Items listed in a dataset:
>>>

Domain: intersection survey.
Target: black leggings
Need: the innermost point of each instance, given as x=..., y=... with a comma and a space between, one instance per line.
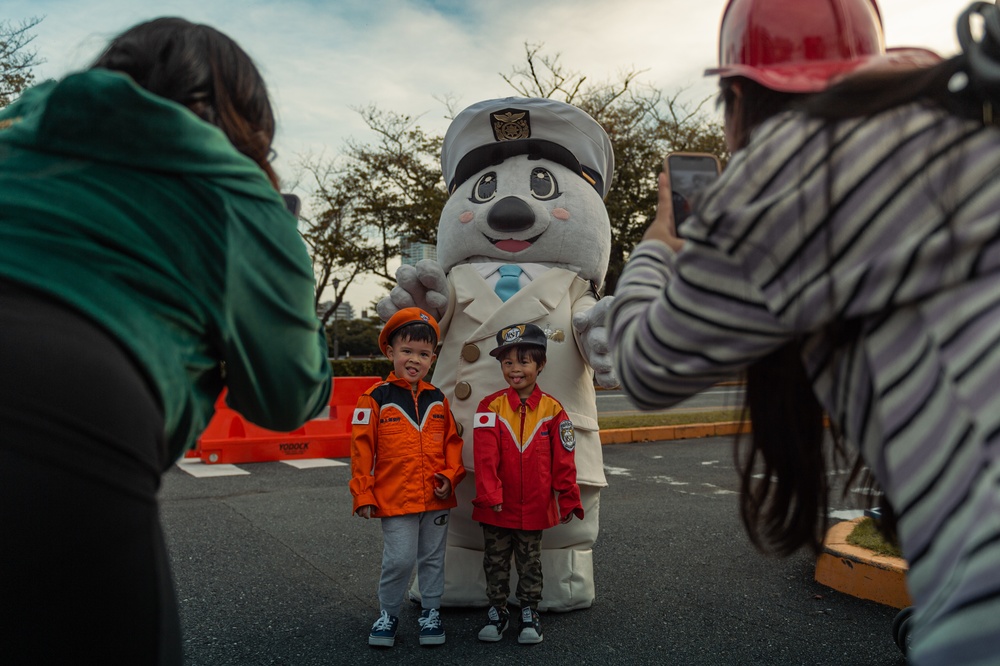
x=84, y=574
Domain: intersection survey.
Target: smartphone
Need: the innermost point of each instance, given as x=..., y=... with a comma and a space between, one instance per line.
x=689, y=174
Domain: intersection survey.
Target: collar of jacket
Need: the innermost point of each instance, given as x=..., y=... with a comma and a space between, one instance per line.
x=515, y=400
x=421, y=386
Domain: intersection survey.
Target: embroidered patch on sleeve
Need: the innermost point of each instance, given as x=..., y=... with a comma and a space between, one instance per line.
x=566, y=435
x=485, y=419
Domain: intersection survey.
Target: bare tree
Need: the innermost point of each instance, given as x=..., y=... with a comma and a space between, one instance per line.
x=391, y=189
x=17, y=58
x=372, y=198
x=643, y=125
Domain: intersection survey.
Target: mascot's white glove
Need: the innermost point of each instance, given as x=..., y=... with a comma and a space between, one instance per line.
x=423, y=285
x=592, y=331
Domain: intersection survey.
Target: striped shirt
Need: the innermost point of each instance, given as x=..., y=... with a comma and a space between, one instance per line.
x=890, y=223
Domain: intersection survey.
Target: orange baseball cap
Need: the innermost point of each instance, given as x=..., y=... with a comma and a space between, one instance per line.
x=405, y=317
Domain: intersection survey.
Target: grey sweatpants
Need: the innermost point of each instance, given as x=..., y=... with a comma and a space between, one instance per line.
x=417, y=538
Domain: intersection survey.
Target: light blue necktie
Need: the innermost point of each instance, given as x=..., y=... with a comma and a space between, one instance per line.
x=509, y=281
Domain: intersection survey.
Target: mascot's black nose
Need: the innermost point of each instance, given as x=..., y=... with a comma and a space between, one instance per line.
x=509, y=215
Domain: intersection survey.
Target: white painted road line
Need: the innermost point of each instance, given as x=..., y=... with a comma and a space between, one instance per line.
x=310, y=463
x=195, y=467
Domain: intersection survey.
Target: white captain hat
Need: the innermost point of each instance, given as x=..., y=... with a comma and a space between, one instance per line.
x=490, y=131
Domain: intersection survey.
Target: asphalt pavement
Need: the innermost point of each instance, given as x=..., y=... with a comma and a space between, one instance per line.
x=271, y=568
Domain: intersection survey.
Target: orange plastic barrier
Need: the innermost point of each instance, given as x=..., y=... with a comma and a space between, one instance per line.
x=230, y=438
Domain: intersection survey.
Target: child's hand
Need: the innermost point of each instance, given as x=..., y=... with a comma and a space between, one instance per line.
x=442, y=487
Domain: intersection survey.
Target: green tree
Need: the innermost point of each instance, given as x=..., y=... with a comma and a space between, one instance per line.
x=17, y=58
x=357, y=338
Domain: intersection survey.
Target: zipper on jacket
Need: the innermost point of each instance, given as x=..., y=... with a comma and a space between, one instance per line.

<<<
>>>

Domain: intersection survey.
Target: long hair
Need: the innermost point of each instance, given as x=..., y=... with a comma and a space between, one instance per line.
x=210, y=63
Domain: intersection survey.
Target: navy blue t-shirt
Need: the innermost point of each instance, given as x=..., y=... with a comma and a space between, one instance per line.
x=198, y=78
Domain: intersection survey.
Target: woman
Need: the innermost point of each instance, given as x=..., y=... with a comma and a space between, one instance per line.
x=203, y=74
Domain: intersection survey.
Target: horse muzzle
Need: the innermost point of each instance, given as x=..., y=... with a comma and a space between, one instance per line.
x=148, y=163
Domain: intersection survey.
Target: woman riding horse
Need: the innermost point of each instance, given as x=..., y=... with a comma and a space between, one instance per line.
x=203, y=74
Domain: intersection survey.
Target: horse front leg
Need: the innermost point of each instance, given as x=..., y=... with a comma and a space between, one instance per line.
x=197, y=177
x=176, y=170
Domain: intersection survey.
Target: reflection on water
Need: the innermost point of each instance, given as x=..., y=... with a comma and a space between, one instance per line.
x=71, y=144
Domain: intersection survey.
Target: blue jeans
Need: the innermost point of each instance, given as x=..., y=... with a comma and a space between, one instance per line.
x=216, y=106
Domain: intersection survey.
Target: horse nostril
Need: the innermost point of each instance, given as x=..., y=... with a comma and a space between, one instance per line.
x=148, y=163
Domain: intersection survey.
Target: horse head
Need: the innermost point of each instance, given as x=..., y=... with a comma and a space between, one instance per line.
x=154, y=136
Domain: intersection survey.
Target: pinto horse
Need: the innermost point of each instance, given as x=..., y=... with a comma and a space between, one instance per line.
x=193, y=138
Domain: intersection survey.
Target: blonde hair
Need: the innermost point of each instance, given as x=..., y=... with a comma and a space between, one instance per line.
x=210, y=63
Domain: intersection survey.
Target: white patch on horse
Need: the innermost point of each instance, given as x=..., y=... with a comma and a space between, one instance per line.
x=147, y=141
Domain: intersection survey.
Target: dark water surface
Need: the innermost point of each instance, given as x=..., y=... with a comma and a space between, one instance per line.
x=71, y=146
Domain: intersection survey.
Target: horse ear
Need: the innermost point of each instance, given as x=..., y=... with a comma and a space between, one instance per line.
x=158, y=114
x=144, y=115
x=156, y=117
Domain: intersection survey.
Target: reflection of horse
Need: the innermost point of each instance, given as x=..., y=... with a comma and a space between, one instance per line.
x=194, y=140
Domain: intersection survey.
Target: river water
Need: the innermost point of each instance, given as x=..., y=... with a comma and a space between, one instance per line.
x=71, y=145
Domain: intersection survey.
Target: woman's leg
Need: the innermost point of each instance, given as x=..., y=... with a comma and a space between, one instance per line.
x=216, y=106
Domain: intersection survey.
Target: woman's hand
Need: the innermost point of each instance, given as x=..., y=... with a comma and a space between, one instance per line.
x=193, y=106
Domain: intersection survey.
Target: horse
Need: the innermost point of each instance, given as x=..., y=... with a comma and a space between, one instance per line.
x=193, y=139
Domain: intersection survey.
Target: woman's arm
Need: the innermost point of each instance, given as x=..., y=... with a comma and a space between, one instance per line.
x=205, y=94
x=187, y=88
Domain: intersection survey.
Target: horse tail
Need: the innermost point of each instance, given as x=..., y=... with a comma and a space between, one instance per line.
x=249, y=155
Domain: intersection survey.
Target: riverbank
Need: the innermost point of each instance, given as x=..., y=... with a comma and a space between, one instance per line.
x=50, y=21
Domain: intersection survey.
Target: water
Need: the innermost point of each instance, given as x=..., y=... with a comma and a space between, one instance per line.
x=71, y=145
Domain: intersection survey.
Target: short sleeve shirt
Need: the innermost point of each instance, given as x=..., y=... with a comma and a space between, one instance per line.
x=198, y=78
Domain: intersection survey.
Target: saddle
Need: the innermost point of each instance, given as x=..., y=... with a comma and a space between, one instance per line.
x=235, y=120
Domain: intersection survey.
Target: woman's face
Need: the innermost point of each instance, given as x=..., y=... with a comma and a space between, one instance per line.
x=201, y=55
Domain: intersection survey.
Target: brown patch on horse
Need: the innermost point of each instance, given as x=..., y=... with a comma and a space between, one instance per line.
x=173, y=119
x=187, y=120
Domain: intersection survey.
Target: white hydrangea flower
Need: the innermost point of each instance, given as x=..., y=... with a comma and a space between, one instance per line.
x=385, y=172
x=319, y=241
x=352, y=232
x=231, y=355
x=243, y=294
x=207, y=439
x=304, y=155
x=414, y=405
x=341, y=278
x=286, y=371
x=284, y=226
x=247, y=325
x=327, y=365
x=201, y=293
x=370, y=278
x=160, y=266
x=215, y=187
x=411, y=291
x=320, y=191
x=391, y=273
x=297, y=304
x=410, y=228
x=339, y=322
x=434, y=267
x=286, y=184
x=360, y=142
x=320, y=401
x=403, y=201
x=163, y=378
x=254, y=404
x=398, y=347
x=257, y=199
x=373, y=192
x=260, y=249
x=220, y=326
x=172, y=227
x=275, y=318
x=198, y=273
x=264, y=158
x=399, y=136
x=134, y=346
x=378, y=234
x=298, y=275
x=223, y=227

<<<
>>>

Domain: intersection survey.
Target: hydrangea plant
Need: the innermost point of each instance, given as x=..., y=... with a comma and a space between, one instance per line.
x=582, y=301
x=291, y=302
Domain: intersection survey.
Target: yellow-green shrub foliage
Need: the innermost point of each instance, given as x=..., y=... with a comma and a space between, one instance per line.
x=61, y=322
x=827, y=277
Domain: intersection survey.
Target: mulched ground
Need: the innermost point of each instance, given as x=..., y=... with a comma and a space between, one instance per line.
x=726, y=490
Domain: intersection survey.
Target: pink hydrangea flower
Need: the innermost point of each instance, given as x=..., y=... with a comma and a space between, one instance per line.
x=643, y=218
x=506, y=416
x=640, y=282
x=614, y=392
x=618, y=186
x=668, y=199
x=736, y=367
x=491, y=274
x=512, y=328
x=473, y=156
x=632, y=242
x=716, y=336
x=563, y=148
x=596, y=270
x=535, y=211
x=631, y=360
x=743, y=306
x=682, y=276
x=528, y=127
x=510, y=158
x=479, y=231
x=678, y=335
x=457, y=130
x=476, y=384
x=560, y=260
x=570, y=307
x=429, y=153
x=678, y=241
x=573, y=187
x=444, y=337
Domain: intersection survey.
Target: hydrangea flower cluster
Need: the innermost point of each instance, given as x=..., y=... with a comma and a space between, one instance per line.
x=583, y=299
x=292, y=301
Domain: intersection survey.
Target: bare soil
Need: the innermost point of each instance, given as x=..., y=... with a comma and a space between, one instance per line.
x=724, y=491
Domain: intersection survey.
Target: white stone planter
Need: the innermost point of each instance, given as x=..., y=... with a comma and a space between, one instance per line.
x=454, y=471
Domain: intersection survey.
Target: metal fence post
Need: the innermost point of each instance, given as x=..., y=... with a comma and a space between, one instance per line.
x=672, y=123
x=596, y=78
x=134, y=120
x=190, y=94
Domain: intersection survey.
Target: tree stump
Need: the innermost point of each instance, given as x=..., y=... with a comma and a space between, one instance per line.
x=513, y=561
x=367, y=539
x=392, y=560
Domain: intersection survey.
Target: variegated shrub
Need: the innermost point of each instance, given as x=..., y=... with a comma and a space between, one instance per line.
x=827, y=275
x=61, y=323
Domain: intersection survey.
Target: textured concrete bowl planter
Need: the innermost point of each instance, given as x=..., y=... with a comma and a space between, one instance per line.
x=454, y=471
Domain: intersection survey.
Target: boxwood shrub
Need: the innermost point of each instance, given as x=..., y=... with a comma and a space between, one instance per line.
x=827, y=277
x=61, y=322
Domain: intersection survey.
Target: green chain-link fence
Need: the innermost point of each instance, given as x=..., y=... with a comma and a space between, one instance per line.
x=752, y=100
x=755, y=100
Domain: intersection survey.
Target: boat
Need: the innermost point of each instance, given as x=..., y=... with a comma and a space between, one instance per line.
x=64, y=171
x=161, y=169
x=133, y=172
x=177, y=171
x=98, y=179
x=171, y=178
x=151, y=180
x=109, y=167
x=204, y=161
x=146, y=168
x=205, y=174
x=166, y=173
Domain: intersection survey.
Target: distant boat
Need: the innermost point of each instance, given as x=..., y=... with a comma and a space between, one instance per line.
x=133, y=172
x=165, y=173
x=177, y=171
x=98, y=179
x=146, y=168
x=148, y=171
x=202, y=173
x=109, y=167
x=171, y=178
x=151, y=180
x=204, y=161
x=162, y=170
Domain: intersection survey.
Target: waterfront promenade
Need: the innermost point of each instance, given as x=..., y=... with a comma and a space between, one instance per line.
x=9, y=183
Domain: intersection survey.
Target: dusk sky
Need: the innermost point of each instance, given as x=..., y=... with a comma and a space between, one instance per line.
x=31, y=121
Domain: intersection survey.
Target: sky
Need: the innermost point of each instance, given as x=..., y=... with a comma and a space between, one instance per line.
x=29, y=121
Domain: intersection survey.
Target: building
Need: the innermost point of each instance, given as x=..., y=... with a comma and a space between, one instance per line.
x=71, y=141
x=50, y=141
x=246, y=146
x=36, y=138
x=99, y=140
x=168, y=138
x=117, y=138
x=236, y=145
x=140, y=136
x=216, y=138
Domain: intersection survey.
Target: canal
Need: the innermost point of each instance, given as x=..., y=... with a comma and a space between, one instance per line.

<<<

| WHAT THE TASK ASKS |
Each line of the entries that contains the word "white" should be listed.

| COMPLETED TASK |
Target: mascot's white glove
Target: white painted road line
Target: white captain hat
Target: white patch on horse
Target: white hydrangea flower
Target: white stone planter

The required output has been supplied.